Work instructions: Locate every line in the material below that contains the string "segment" and copy each one. Letter case matters.

Material supplied:
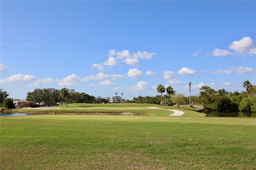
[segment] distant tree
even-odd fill
[[[256,112],[256,96],[251,97],[251,111],[252,112]]]
[[[43,90],[40,89],[36,89],[32,92],[29,92],[27,93],[26,100],[28,101],[33,101],[36,103],[40,103],[44,100],[43,96]]]
[[[122,102],[123,102],[123,95],[124,95],[124,94],[122,93],[121,93],[121,95],[122,95]]]
[[[171,97],[171,96],[175,94],[175,93],[176,93],[176,92],[173,89],[173,87],[172,87],[171,86],[168,86],[167,88],[166,88],[166,93],[169,95],[169,97]]]
[[[69,93],[68,93],[68,89],[66,89],[66,87],[62,89],[60,91],[60,95],[65,99],[66,106],[66,107],[68,107],[66,98],[69,95]]]
[[[7,109],[13,108],[13,100],[11,98],[6,98],[3,103],[3,106]]]
[[[164,93],[164,92],[165,91],[165,87],[164,87],[164,86],[163,86],[161,84],[158,85],[158,86],[157,87],[157,92],[158,92],[158,93],[161,93],[161,105],[162,106],[163,96],[162,94],[163,93]]]
[[[248,98],[243,98],[239,104],[239,110],[240,111],[250,111],[251,110],[250,103],[250,101]]]
[[[4,101],[4,100],[7,98],[7,97],[9,95],[9,94],[6,91],[3,91],[3,89],[1,89],[0,90],[0,97],[1,99],[0,100],[0,103],[2,104]]]
[[[249,95],[249,97],[250,97],[250,87],[252,87],[252,85],[251,84],[251,82],[249,81],[249,80],[246,80],[243,83],[243,87],[244,87],[246,91],[246,94]]]
[[[183,94],[178,93],[174,95],[172,97],[172,100],[174,103],[176,103],[178,109],[180,110],[180,105],[183,103],[186,100],[186,98]]]
[[[191,106],[191,93],[190,91],[190,87],[191,87],[191,83],[189,82],[188,83],[188,86],[189,86],[189,107]]]

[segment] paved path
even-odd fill
[[[167,110],[168,111],[171,111],[174,112],[174,113],[172,115],[169,115],[169,116],[180,116],[184,114],[184,112],[182,111],[178,111],[177,110],[172,110],[172,109],[159,109],[156,107],[148,107],[149,108],[151,109],[160,109]]]

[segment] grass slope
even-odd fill
[[[1,118],[1,169],[256,169],[255,118],[204,117],[189,108],[173,117],[146,105],[90,105],[70,110],[92,107],[155,116]]]
[[[159,105],[148,104],[116,103],[95,104],[87,103],[72,103],[56,107],[27,109],[15,109],[10,111],[19,113],[120,113],[131,112],[136,114],[150,115],[152,116],[166,116],[173,113],[173,112],[160,109],[177,110],[176,107],[161,107]],[[148,107],[156,107],[158,109],[149,108]],[[181,107],[181,111],[184,111],[183,116],[204,117],[205,115],[198,112],[200,109]]]

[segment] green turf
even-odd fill
[[[148,108],[148,107],[156,107],[158,109]],[[124,112],[131,112],[136,114],[142,114],[151,116],[167,116],[173,112],[160,109],[177,110],[176,107],[161,107],[159,105],[149,104],[116,103],[93,104],[86,103],[72,103],[58,107],[40,108],[36,109],[11,109],[12,112],[20,113],[38,113],[55,114],[70,113],[120,113]],[[180,110],[185,112],[182,116],[204,117],[205,115],[198,112],[201,109],[189,107],[181,107]]]
[[[102,106],[107,108],[97,108]],[[169,117],[160,109],[176,107],[145,104],[68,106],[60,112],[154,116],[1,117],[1,169],[256,169],[255,118],[205,117],[188,107],[181,107],[182,116]],[[46,109],[56,110],[40,109]]]
[[[1,169],[256,168],[254,118],[45,115],[0,121]]]

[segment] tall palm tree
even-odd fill
[[[67,100],[66,98],[69,95],[69,93],[68,93],[68,89],[66,89],[66,87],[63,88],[60,91],[60,96],[65,99],[65,102],[66,103],[66,107],[68,107],[68,105],[67,104]]]
[[[191,87],[191,82],[188,83],[188,86],[189,86],[189,107],[191,106],[191,93],[190,92],[190,87]]]
[[[157,87],[157,92],[161,93],[161,105],[163,105],[163,96],[162,94],[165,91],[165,87],[161,84],[158,85]]]
[[[249,97],[250,97],[250,88],[252,87],[252,85],[251,84],[251,82],[249,81],[249,80],[246,80],[244,82],[243,84],[243,87],[245,88],[245,89],[246,91],[246,94],[249,95]]]
[[[123,103],[123,95],[124,95],[124,94],[122,93],[121,93],[121,95],[122,95],[122,103]]]
[[[166,88],[166,93],[168,95],[169,95],[169,97],[170,97],[171,96],[173,95],[176,92],[173,90],[173,87],[172,86],[168,86],[167,88]]]

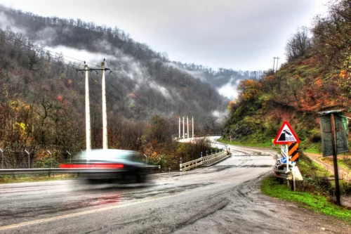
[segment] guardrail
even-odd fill
[[[209,156],[201,157],[197,160],[180,164],[179,170],[180,171],[184,171],[201,165],[209,164],[211,162],[218,161],[227,156],[228,156],[227,155],[227,151],[222,151]]]
[[[161,166],[146,166],[148,169],[159,169]],[[50,177],[53,173],[70,174],[70,173],[106,173],[113,172],[115,169],[82,169],[74,168],[37,168],[37,169],[1,169],[0,175],[13,175],[21,174],[48,174]]]

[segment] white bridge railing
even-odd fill
[[[209,156],[201,157],[197,160],[194,160],[185,163],[181,163],[179,164],[179,169],[180,171],[184,171],[190,170],[192,168],[197,167],[201,165],[209,164],[212,162],[219,161],[226,157],[228,157],[227,151],[224,150]]]

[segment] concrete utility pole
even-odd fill
[[[275,67],[275,59],[277,58],[273,57],[273,73],[274,73],[274,67]]]
[[[102,87],[102,149],[108,148],[107,142],[107,112],[106,110],[106,82],[105,79],[105,59],[101,63],[102,78],[101,83]]]
[[[179,138],[180,138],[180,117],[179,117]]]
[[[183,138],[185,139],[185,131],[184,131],[184,116],[183,117]]]
[[[194,116],[192,117],[192,138],[194,138]]]
[[[276,72],[278,71],[278,60],[279,58],[280,58],[279,57],[277,57],[277,70],[275,70]]]
[[[187,138],[189,138],[189,119],[187,116]]]
[[[88,74],[88,65],[85,65],[86,75],[86,150],[91,150],[91,126],[90,126],[90,101],[89,101],[89,77]]]
[[[85,62],[84,62],[85,63]],[[104,131],[106,129],[106,135],[103,134],[104,142],[102,143],[102,147],[104,148],[105,145],[107,145],[107,114],[106,114],[106,93],[105,93],[105,72],[107,70],[109,70],[108,68],[105,68],[105,63],[102,63],[101,66],[104,68],[102,69],[88,69],[88,65],[86,64],[84,65],[84,70],[77,69],[77,72],[84,71],[86,76],[86,150],[91,150],[91,121],[90,121],[90,102],[89,102],[89,77],[88,72],[89,71],[102,71],[102,126],[104,126]],[[104,100],[105,99],[105,100]],[[105,104],[104,104],[105,102]],[[105,105],[105,108],[104,108]],[[104,111],[105,108],[105,111]],[[105,114],[104,114],[105,113]],[[106,115],[105,116],[104,115]],[[104,119],[106,120],[105,124],[104,124]],[[106,124],[106,125],[104,125]],[[105,128],[106,126],[106,128]],[[104,131],[105,134],[105,131]],[[106,136],[106,144],[105,143],[105,136]],[[106,146],[107,148],[107,146]],[[88,157],[87,157],[88,158]]]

Result for this exercise:
[segment] distant tree
[segment] paved path
[segment] grass slope
[segment] green turf
[segment] tall palm tree
[segment] guardrail
[segment] white bridge railing
[segment] concrete utility pole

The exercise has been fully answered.